◆ **PROBLEM TO WORK ON**
Every entry is to be returned unchanged, and no picture is to be included.
======== SUPPLIED DATA ========
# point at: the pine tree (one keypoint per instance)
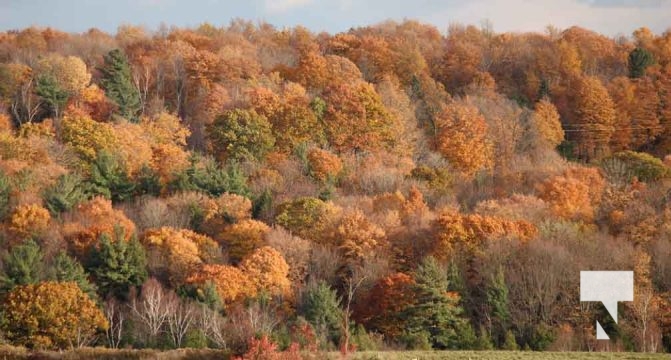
(117, 81)
(68, 191)
(321, 307)
(5, 191)
(21, 266)
(497, 302)
(118, 265)
(437, 311)
(67, 269)
(109, 178)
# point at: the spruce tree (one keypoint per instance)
(68, 191)
(497, 303)
(22, 266)
(66, 269)
(320, 306)
(639, 60)
(109, 178)
(436, 311)
(48, 89)
(117, 81)
(118, 264)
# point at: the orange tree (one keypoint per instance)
(51, 315)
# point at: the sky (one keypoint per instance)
(609, 17)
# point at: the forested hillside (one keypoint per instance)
(393, 187)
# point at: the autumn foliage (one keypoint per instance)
(275, 192)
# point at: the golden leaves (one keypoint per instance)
(51, 315)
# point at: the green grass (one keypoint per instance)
(11, 352)
(495, 355)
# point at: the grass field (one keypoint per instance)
(10, 352)
(494, 355)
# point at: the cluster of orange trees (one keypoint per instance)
(249, 188)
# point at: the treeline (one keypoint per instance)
(281, 192)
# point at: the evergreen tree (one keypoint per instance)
(65, 269)
(109, 178)
(68, 191)
(510, 343)
(211, 179)
(497, 302)
(320, 306)
(22, 266)
(48, 89)
(117, 81)
(436, 311)
(5, 190)
(118, 265)
(544, 90)
(639, 60)
(148, 182)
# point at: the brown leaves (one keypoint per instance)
(91, 219)
(455, 232)
(461, 138)
(51, 315)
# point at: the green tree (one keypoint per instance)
(643, 166)
(117, 265)
(436, 311)
(5, 191)
(48, 89)
(117, 81)
(148, 182)
(67, 269)
(51, 315)
(497, 303)
(109, 178)
(23, 265)
(639, 60)
(205, 175)
(241, 135)
(68, 191)
(320, 306)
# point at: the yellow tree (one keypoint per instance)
(51, 315)
(573, 195)
(461, 138)
(356, 119)
(241, 238)
(69, 72)
(91, 219)
(231, 283)
(546, 121)
(28, 221)
(324, 165)
(455, 232)
(177, 252)
(594, 118)
(623, 93)
(357, 237)
(267, 270)
(220, 212)
(86, 136)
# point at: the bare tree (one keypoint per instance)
(115, 318)
(181, 318)
(214, 326)
(152, 307)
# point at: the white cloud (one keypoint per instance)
(278, 6)
(526, 15)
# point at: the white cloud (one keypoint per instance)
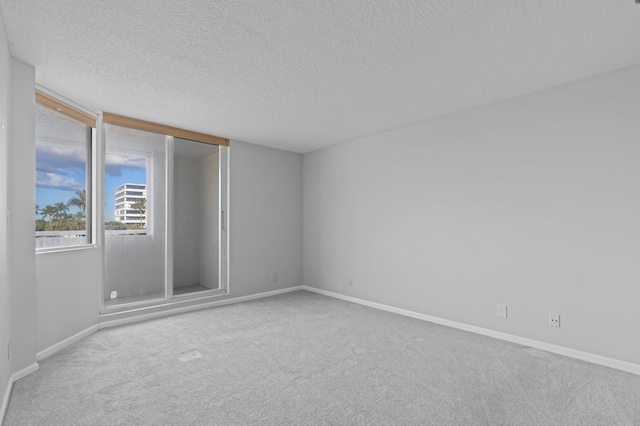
(56, 181)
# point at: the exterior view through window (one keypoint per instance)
(63, 176)
(164, 235)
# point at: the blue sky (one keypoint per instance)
(61, 171)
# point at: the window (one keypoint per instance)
(164, 207)
(63, 174)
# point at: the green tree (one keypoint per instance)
(47, 212)
(80, 200)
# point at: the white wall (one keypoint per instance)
(5, 82)
(21, 203)
(532, 202)
(67, 294)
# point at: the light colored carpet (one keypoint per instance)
(302, 358)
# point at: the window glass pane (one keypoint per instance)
(134, 212)
(196, 217)
(62, 156)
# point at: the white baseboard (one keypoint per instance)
(133, 319)
(66, 342)
(560, 350)
(12, 379)
(183, 309)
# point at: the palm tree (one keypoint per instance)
(141, 206)
(47, 211)
(80, 200)
(60, 211)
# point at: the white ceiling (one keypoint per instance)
(301, 75)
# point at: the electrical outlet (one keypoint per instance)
(502, 311)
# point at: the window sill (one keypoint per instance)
(66, 248)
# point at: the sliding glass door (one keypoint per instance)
(135, 197)
(196, 217)
(163, 209)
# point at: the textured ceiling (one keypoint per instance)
(301, 75)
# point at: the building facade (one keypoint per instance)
(131, 204)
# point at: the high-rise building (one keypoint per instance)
(128, 196)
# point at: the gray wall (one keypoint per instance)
(21, 202)
(532, 202)
(5, 313)
(265, 219)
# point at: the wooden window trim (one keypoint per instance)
(147, 126)
(65, 109)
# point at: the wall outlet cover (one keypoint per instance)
(502, 311)
(554, 320)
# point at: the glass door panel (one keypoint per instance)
(135, 216)
(196, 217)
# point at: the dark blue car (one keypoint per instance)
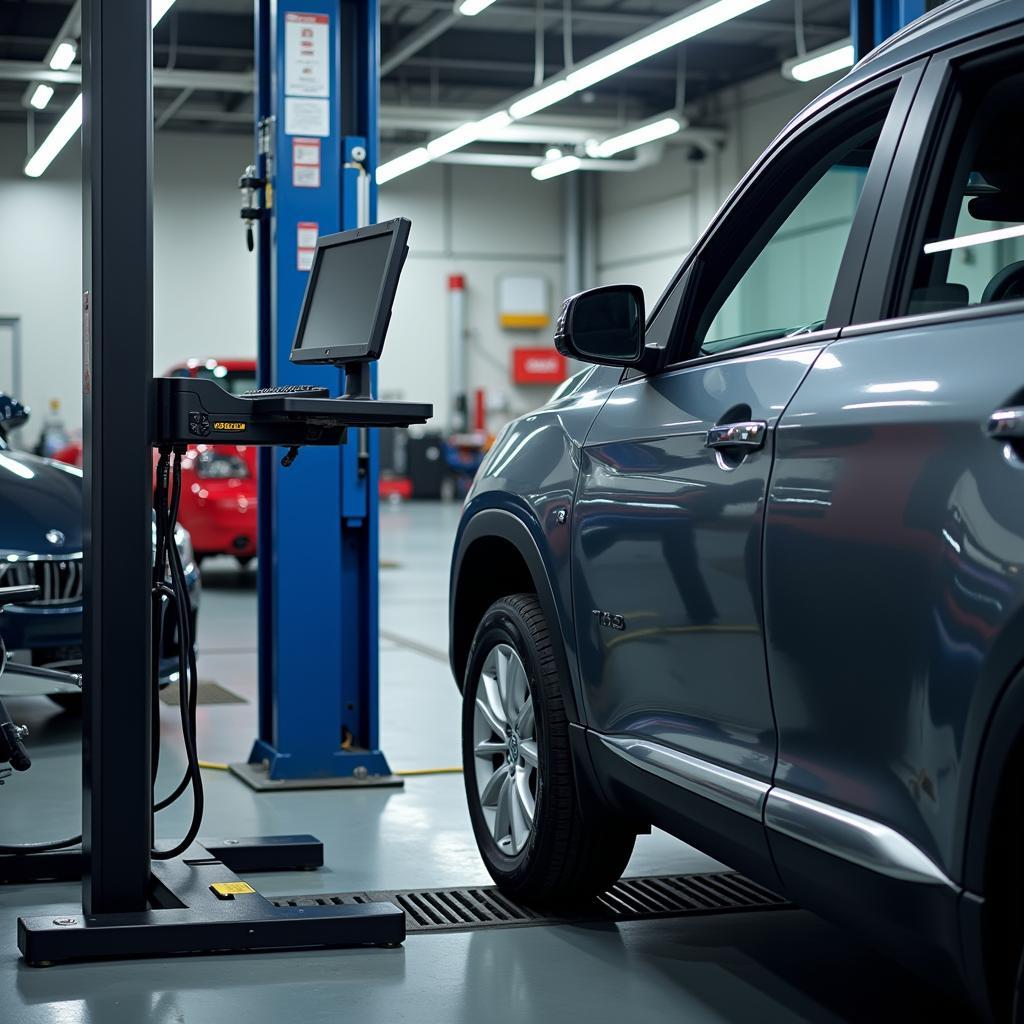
(41, 545)
(757, 576)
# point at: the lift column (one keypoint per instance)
(316, 139)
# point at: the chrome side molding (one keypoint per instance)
(851, 837)
(839, 833)
(730, 788)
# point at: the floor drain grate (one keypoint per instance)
(629, 899)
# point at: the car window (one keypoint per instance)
(235, 381)
(972, 252)
(771, 272)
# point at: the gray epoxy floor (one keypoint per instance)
(785, 967)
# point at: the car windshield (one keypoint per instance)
(235, 381)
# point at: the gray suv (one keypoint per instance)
(756, 577)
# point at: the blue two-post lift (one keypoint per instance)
(316, 148)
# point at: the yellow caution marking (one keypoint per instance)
(228, 890)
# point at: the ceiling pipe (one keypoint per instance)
(417, 39)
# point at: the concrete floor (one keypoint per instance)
(777, 967)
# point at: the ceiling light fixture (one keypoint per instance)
(827, 60)
(649, 132)
(553, 168)
(979, 239)
(670, 32)
(64, 131)
(64, 55)
(645, 44)
(41, 95)
(471, 7)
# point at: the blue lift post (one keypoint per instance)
(316, 139)
(873, 20)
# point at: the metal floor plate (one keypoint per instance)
(629, 899)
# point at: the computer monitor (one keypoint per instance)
(352, 284)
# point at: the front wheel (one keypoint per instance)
(519, 777)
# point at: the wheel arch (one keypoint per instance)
(993, 918)
(497, 555)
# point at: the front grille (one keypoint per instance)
(59, 580)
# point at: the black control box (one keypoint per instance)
(195, 411)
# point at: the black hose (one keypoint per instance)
(188, 674)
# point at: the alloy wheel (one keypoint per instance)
(505, 749)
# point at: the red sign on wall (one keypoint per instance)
(538, 366)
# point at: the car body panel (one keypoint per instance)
(530, 472)
(41, 523)
(889, 607)
(887, 487)
(667, 532)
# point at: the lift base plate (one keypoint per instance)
(257, 776)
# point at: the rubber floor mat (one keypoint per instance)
(629, 899)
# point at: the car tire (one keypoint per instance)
(554, 856)
(70, 702)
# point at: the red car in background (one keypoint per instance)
(218, 493)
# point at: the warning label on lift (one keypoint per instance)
(305, 163)
(308, 230)
(307, 55)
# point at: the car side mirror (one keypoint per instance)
(603, 325)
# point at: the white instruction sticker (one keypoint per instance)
(307, 117)
(305, 163)
(306, 235)
(307, 55)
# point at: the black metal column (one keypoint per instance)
(117, 57)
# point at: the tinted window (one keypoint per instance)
(973, 247)
(771, 270)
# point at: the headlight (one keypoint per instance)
(219, 466)
(183, 540)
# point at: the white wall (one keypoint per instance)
(204, 278)
(648, 219)
(481, 223)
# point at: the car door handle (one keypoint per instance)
(749, 434)
(1007, 423)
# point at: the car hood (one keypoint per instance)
(39, 497)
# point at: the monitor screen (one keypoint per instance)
(349, 294)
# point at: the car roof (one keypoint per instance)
(947, 25)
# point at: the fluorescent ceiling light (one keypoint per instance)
========
◆ **RESPONSE**
# point at: the pine tree (one keypoint per instance)
(117, 81)
(68, 191)
(321, 307)
(5, 191)
(21, 266)
(497, 302)
(118, 265)
(437, 311)
(67, 269)
(109, 178)
# point at: the spruce tree (one keypoint per instance)
(68, 191)
(497, 303)
(22, 266)
(66, 269)
(320, 306)
(639, 60)
(109, 178)
(436, 311)
(48, 89)
(117, 81)
(118, 264)
# point at: the orange tree (one keypoint per instance)
(51, 315)
# point at: the sky (one keypoint per instance)
(609, 17)
# point at: the forested hillside (one keypoint per instance)
(393, 187)
# point at: the autumn foliage (one keypoint per instance)
(275, 192)
# point at: the golden leaves (one keypoint per instance)
(51, 315)
# point at: the green grass (one keypoint per instance)
(11, 352)
(495, 355)
# point at: the grass field (one keypoint per instance)
(10, 352)
(494, 355)
# point at: the cluster of orange trees (one keypoint per instance)
(249, 188)
# point at: the treeline (one keypoint per instance)
(281, 192)
# point at: the evergreen tree (one keypoint per instance)
(65, 269)
(109, 178)
(68, 191)
(510, 343)
(211, 179)
(497, 302)
(320, 306)
(22, 266)
(48, 89)
(117, 81)
(436, 311)
(5, 190)
(118, 265)
(544, 90)
(639, 60)
(148, 182)
# point at: the brown leaves (one keypoint per instance)
(91, 219)
(455, 232)
(461, 138)
(51, 315)
# point at: the green tree (one keypoint per instance)
(643, 166)
(117, 265)
(436, 311)
(5, 191)
(48, 89)
(117, 81)
(148, 182)
(67, 269)
(51, 315)
(497, 303)
(109, 178)
(23, 265)
(639, 60)
(205, 175)
(241, 135)
(68, 191)
(320, 306)
# point at: the yellow tree (one keypoint per instance)
(51, 315)
(573, 195)
(461, 138)
(356, 119)
(241, 238)
(69, 72)
(91, 219)
(231, 283)
(546, 121)
(28, 221)
(324, 165)
(455, 232)
(177, 252)
(594, 118)
(623, 93)
(357, 237)
(267, 270)
(220, 212)
(86, 136)
# point at: the bare tree (one keypoint per instance)
(115, 318)
(181, 318)
(214, 326)
(152, 307)
# point at: the white cloud (one keypoint per instance)
(278, 6)
(526, 15)
# point at: the white cloud (one keypoint per instance)
(56, 181)
# point at: the exterior view through window (one keypoint per instance)
(63, 176)
(164, 235)
# point at: the blue sky (one keypoint per instance)
(61, 171)
# point at: the window (one keypoint per instance)
(164, 207)
(63, 174)
# point at: the green tree (one keypoint per instance)
(47, 212)
(80, 200)
# point at: the white wall (one keypoint per instance)
(5, 82)
(21, 203)
(532, 202)
(67, 294)
# point at: the light colored carpet (one keypoint per instance)
(302, 358)
# point at: the window glass pane (one keypoint per instance)
(134, 212)
(196, 217)
(62, 156)
# point at: the white baseboard (one keypoint per instance)
(133, 319)
(66, 342)
(560, 350)
(12, 379)
(183, 309)
# point at: the palm tree (one keypoint per instance)
(141, 206)
(47, 211)
(80, 200)
(60, 211)
# point at: the white ceiling (one keypoint per instance)
(301, 75)
# point at: the electrical outlet (one keypoint per instance)
(502, 311)
# point at: the window sill (one keypoint per instance)
(66, 248)
# point at: the sliding glass door (one keypoint per instance)
(135, 197)
(196, 217)
(163, 209)
# point at: the textured ceiling (one keypoint per instance)
(301, 75)
# point at: the building facade (one keypoint per instance)
(131, 204)
# point at: the high-rise building (one keypoint per instance)
(128, 196)
# point at: the gray wall (one keypoint per instance)
(21, 202)
(532, 202)
(5, 313)
(265, 219)
# point at: the wooden window trim (one keypoint per instance)
(147, 126)
(65, 109)
# point at: the wall outlet cover (one keypoint per instance)
(502, 311)
(554, 320)
# point at: the glass door panel (one keypoint per instance)
(135, 216)
(196, 217)
# point at: the dark blue car (one keypoint per instance)
(41, 545)
(757, 576)
# point at: the lift column (one keypoint per instance)
(316, 139)
# point at: the chrome side molding (one keypoint per instance)
(851, 837)
(839, 833)
(730, 788)
# point at: the floor drain grate (one keypoint per instance)
(629, 899)
# point at: the car window (one keypoint per instance)
(235, 381)
(972, 252)
(771, 272)
# point at: the gray epoxy floor (one keypoint per instance)
(785, 967)
# point at: the car windshield (one keypoint per instance)
(235, 381)
# point at: the gray suv (one keypoint per instance)
(756, 577)
# point at: the blue two-post lift (one keypoint per instance)
(316, 148)
# point at: the yellow caution marking (one keypoint per instance)
(228, 890)
# point at: the ceiling pipe (one keypoint per instance)
(417, 39)
# point at: the concrete floor (one keypoint per instance)
(777, 967)
# point at: the ceiling light fixture (one keypoint per instance)
(827, 60)
(649, 132)
(553, 168)
(979, 239)
(670, 32)
(64, 131)
(64, 55)
(645, 44)
(41, 95)
(471, 7)
# point at: the blue lift post (one keypoint per instance)
(316, 139)
(873, 20)
# point at: the metal floor plate (one keypoint per instance)
(629, 899)
# point at: the computer monitor (one keypoint per instance)
(352, 284)
# point at: the front wheel (one keypoint per instance)
(519, 777)
# point at: the wheel arch (one keypoint per instance)
(993, 918)
(497, 555)
# point at: the front grille (one keypoint per instance)
(59, 580)
# point at: the black control box (one keypoint per instance)
(195, 411)
# point at: the black hose (one keypoint per instance)
(188, 674)
# point at: the alloy wheel (one keypoint per instance)
(505, 749)
# point at: the red sign on wall (one keypoint per instance)
(538, 366)
# point at: the car body panel (one keypoint per instance)
(530, 472)
(41, 523)
(889, 607)
(887, 487)
(667, 532)
# point at: the lift base plate (one keypoint per instance)
(257, 776)
# point at: the rubber floor mat (one keypoint per instance)
(629, 899)
# point at: the car tire (one keypoint per instance)
(554, 856)
(70, 702)
# point at: the red car in background (one keypoint per instance)
(218, 493)
# point at: the warning label on lift (one keypoint per instance)
(305, 163)
(308, 230)
(307, 55)
# point at: the car side mirror (one keypoint per instance)
(603, 325)
# point at: the white instruction sticker (one keypoint per instance)
(307, 117)
(305, 163)
(306, 235)
(307, 55)
# point at: the black metal column (one keypoint per instance)
(117, 57)
# point at: the tinted window (one keypoint per instance)
(973, 247)
(771, 270)
# point at: the headlight (one keypoint per instance)
(219, 466)
(183, 540)
# point at: the white wall (one keypoint per instance)
(204, 278)
(648, 219)
(481, 223)
# point at: the car door handle (one keypoint per instance)
(749, 434)
(1007, 423)
# point at: the car hood (one keypoint per instance)
(39, 497)
# point at: the monitor screen (one keypoint per instance)
(349, 294)
# point at: the car roof (one keypoint per instance)
(947, 25)
# point at: the fluorescent ceiling light (one keypoint per instance)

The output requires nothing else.